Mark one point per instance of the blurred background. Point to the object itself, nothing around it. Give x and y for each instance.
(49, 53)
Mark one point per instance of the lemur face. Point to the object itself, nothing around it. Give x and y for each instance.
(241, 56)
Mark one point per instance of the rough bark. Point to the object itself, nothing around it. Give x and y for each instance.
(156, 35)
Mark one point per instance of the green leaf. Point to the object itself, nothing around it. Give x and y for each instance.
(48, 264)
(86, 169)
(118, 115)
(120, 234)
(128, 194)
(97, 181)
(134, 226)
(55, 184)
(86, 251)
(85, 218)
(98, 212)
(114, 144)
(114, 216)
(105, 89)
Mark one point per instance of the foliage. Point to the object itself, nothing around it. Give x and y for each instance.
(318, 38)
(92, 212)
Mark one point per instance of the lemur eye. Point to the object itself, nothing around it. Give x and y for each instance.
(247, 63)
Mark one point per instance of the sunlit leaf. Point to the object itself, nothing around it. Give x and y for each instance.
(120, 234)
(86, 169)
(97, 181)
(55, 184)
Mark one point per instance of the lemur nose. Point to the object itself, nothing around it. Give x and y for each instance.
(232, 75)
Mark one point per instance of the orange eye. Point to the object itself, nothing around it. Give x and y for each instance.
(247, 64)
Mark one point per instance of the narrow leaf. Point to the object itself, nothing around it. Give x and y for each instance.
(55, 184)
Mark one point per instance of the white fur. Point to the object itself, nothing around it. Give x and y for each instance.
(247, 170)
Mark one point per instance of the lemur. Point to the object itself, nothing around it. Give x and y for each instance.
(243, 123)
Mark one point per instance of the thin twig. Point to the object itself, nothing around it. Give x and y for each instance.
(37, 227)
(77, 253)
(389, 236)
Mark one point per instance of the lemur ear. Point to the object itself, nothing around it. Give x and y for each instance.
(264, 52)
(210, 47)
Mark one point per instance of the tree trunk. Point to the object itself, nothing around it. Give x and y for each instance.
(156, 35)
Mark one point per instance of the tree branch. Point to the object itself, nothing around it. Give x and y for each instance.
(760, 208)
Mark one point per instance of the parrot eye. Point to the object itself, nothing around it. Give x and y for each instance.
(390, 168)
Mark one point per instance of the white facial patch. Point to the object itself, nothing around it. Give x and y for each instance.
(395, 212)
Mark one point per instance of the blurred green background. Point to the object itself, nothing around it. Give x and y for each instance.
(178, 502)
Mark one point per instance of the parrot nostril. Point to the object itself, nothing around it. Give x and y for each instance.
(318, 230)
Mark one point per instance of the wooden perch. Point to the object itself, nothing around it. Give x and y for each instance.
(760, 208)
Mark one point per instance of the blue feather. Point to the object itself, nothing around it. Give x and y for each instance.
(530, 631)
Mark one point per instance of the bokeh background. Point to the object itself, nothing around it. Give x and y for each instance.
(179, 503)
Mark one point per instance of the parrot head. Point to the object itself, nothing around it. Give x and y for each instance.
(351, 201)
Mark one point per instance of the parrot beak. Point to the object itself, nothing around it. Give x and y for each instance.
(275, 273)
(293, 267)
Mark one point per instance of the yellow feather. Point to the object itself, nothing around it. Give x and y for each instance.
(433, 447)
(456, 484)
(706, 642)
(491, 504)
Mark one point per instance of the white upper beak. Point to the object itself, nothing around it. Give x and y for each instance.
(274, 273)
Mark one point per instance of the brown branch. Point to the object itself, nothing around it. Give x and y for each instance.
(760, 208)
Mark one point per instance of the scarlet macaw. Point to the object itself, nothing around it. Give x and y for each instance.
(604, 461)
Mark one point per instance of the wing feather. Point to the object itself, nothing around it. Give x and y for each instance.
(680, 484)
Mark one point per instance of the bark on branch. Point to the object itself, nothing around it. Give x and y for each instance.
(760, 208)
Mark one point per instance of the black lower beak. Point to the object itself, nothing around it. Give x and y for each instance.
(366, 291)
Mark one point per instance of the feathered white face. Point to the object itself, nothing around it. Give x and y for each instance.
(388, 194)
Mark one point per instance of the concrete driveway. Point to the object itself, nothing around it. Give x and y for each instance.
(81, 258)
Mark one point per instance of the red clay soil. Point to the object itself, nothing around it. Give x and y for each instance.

⁂

#### Task goal:
Repeat each record in full; every line must match exactly.

#### Answer section:
Mark one point per instance of the blurred background. Point to the object itself, nothing around it. Give x and y for each instance.
(49, 53)
Mark one point per instance of the lemur face. Point to the object itself, nothing around it. Give x and y for each instance.
(241, 56)
Mark one point per instance of the rough bark. Point to the object itself, nothing around it. Give x and y for each instance.
(156, 35)
Mark one point per instance of the green leaf. Point to the object itself, nothing around it. Give x and y for each instance.
(48, 264)
(86, 169)
(118, 115)
(120, 234)
(128, 194)
(97, 181)
(134, 226)
(55, 184)
(86, 251)
(85, 218)
(98, 212)
(114, 144)
(114, 216)
(105, 89)
Mark one point per instance of the foliage. Point to the object itself, nothing around it. Give x and y for each instance.
(318, 38)
(92, 212)
Mark one point per instance of the lemur eye. Point to the object itself, nothing around it. Give x and y for each instance.
(247, 63)
Mark one point per instance of the sunlit leaf. Point to the object itself, nothing around it. Give x and y for each instance.
(120, 234)
(86, 169)
(97, 181)
(55, 184)
Mark one point per instance of the lemur nose. Point to the object itself, nothing around it. Give x and y for each instance.
(232, 75)
Mark one point per instance of the orange eye. Point to the object itself, nothing around it. Give x and y for each instance.
(247, 64)
Mark one point per instance of the narrow leaf. Point to the object itself, nothing around it. Give x and y for each instance.
(55, 184)
Mark one point per instance of the white fur. Point to the object itself, nothing around it. Give x and y for each instance.
(247, 170)
Mark one point per instance of the lemur. Point to the object itself, nothing around it. Give x and y for each instance.
(243, 123)
Mark one point per instance of the thin twig. Point to the object itself, nothing around it. Give x and y for each instance.
(37, 227)
(77, 253)
(389, 236)
Mark one point per instance of the lemur ear. Point to the object itself, nothing around it. Give x and y for each instance.
(264, 52)
(210, 47)
Mark one point per instance of the tree trunk. Point to the object itself, nothing around it. Give x and y for each instance.
(156, 35)
Mark one point per instance of the tree branch. Point to the object itself, nothing around it. Give x and y for each instance.
(760, 208)
Mark one point per instance of the parrot eye. Point to the object itself, nothing around it. Give x and y for each instance.
(390, 168)
Mark one point per instance of the white facial patch. Point to the object itself, nothing around it. Give x and y for each instance.
(395, 212)
Mark one point per instance of the blurred green background. Point to the object itself, nothing around it. Give x and y for each instance.
(178, 502)
Mark one point per instance of the parrot nostril. Point to the object itself, nothing around it. Give x and y for each instance.
(318, 230)
Mark one point per instance of the wooden perch. Point to the object itself, nothing around it. Give x and y for each instance.
(760, 208)
Mark one point per instance of the blue feather. Point to the object itself, nothing around it. Give x and y for each instance.
(530, 631)
Mark one point per instance of the bokeh background. Point to the object itself, nothing around it. Give x and y for each instance.
(179, 503)
Mark one point per instance of the parrot head. Point to the object itself, nothing around it. Give x and y for each instance.
(351, 201)
Mark one point per instance of the parrot beak. Point to the object itself, nothing around it. Give x and y for each instance.
(275, 273)
(293, 267)
Mark one point per instance of the yellow feather. Point to the object itself, nothing around it. Give x and y for each instance.
(433, 447)
(456, 484)
(706, 642)
(491, 504)
Mark one point per instance of the white upper beak. Point to the object itself, nothing around it. Give x and y for each instance.
(274, 273)
Mark one point per instance of the brown branch. Point to the object itself, nothing around it. Give x and y for each instance.
(760, 208)
Mark one point per instance of the scarlet macaw. Point to the object itself, nothing around it. Give x and y for each instance.
(604, 461)
Mark one point per instance of the wing feather. Point to the object itself, nothing around it. Give x and y for each instance.
(680, 484)
Mark one point per instance of the bark on branch. Point to the object itself, nothing around it. Give x and y for each instance.
(760, 208)
Mark one point per instance of the black lower beak. Point to the object itself, nothing around it. Give x and y for each instance.
(366, 291)
Mark one point per instance of the feathered white face. Point to the object itself, nothing around it. Give x and y for each instance.
(388, 194)
Mark one point per instance of the concrete driveway. Point to the object itself, nothing around it. Give x and y for each instance.
(81, 258)
Mark one point per instance of the red clay soil. Point to the object itself, nothing around it. Give x and y for each instance.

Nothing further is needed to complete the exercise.